▶ **Task directions**
Return all of the items below verbatim, but leave the pictures out of your answer.

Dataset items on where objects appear
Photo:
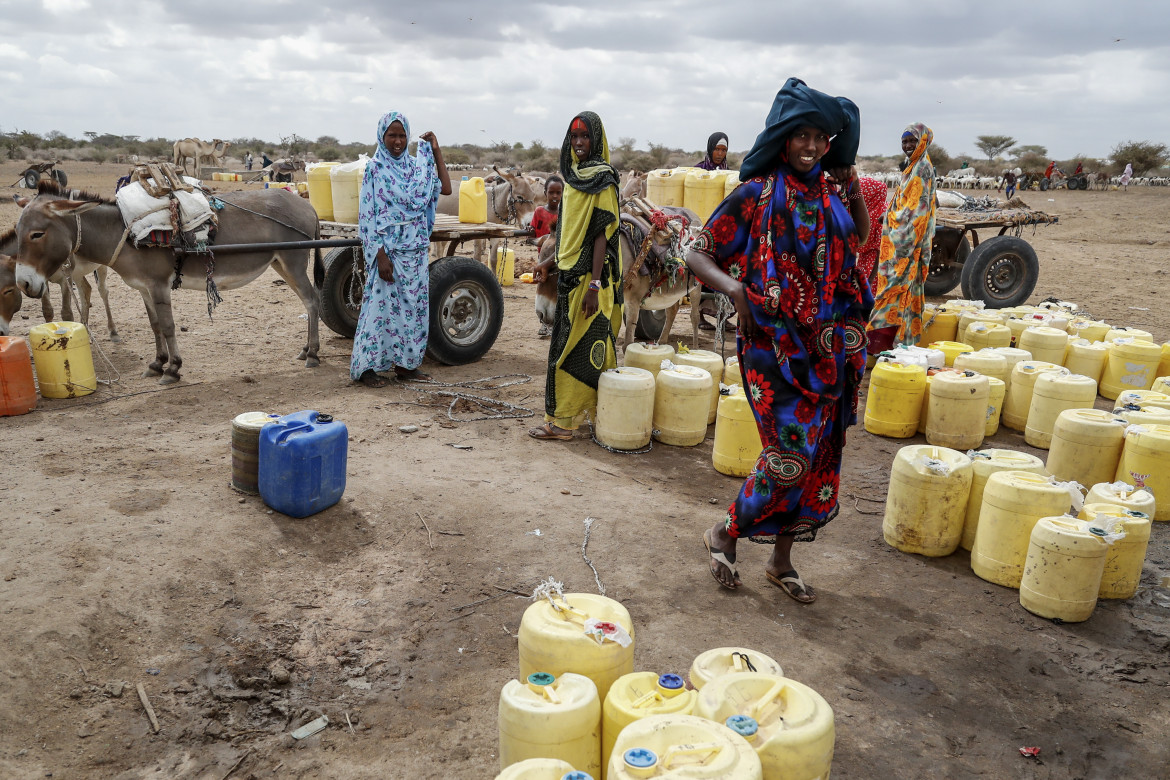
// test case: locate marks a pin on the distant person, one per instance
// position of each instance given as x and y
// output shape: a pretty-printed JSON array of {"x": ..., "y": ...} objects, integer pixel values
[
  {"x": 904, "y": 259},
  {"x": 716, "y": 153}
]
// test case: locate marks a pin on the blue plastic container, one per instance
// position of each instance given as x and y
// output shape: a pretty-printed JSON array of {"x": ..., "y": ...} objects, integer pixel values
[{"x": 302, "y": 463}]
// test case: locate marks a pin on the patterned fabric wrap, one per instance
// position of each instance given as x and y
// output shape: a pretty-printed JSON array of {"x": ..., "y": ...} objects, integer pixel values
[
  {"x": 396, "y": 213},
  {"x": 903, "y": 261},
  {"x": 792, "y": 242},
  {"x": 580, "y": 347}
]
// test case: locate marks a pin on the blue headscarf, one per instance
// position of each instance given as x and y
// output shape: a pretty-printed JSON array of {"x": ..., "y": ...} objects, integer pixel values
[
  {"x": 398, "y": 194},
  {"x": 796, "y": 105}
]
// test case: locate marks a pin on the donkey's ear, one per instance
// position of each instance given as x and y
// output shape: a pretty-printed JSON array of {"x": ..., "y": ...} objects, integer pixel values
[{"x": 69, "y": 207}]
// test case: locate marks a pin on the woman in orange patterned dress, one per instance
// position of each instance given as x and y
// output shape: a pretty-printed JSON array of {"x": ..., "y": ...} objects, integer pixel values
[{"x": 904, "y": 259}]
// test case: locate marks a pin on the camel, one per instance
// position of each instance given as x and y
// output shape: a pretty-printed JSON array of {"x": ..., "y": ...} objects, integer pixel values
[{"x": 54, "y": 226}]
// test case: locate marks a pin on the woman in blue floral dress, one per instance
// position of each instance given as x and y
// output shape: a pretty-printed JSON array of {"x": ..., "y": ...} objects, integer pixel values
[
  {"x": 783, "y": 246},
  {"x": 396, "y": 214}
]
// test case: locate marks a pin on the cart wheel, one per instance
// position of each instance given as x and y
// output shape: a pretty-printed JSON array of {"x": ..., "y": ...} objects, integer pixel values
[
  {"x": 467, "y": 309},
  {"x": 1002, "y": 271},
  {"x": 341, "y": 291}
]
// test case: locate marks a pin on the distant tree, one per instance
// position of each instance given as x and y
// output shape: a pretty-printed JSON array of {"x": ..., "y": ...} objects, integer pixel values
[
  {"x": 993, "y": 145},
  {"x": 1144, "y": 156}
]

▶ **Exercise output**
Photo:
// test case: locate marks a pin on the distant person, one per instance
// position of each instance given as x and y
// output shape: a pretty-printed JSON array of {"x": ..., "y": ...} objects, integer pixel values
[
  {"x": 904, "y": 259},
  {"x": 716, "y": 153}
]
// test case: locate marks a pin on the blue plastic container, one per instance
// position of each instance given as x and y
// output shape: a pretty-printed JSON array of {"x": ..., "y": ...} objects, integer pixel values
[{"x": 302, "y": 463}]
// test case: locate marks a pin on the patterned fabric wrap, one per instance
// position of each instance given as x and y
// output shape: a pretty-printed JSON array of {"x": ..., "y": ...} objects, integer pixel values
[
  {"x": 396, "y": 213},
  {"x": 903, "y": 261},
  {"x": 792, "y": 242},
  {"x": 580, "y": 347}
]
// test case: locate marks a pin on the blue headscarf, one per instance
// position of each instance given as x and y
// output shape: a pretty-printed JSON array of {"x": ..., "y": ...} objects, integer pixel values
[
  {"x": 398, "y": 194},
  {"x": 796, "y": 105}
]
// test case: locate marks a pin on the donkey's ear, one per instance
// position of each instance given as x and y
// output shape: a pretty-printed JSON array of {"x": ..., "y": ...} objects, integer pixel values
[{"x": 69, "y": 207}]
// test case: locate marks a pin on the woman in orange patterned dress, one per instance
// position of each instance given as x and y
// output shape: a pretty-printed JSON array of {"x": ..., "y": ...} objects, integer pixel values
[{"x": 904, "y": 259}]
// test case: locate marks a pin on the camel, one per instance
// position of each instance given as x and y
// output shape: a pretty-printed JSON array of {"x": ..., "y": ...} objects, integer pixel values
[{"x": 54, "y": 226}]
// test case: locate marks a pin on the woman in blue floral dress, one per instance
// position of each instance given as x and y
// output shape: a pretty-printed JSON array of {"x": ..., "y": ...} objects, integer pixel values
[
  {"x": 783, "y": 246},
  {"x": 396, "y": 214}
]
// test case: locate marks a pin on the cart wheel, one per instance
// position of each instance given as x and y
// output shape: a pretty-printed JSON array of {"x": ..., "y": ...} objects, integer pixel values
[
  {"x": 467, "y": 309},
  {"x": 1002, "y": 271},
  {"x": 341, "y": 291}
]
// test case: locate marks a pin on the distant tree, one per instance
// position of each instance given as x and y
// output shape: a pretty-printed JSON array of {"x": ..., "y": ...} objects, integer pixel values
[
  {"x": 993, "y": 145},
  {"x": 1144, "y": 156}
]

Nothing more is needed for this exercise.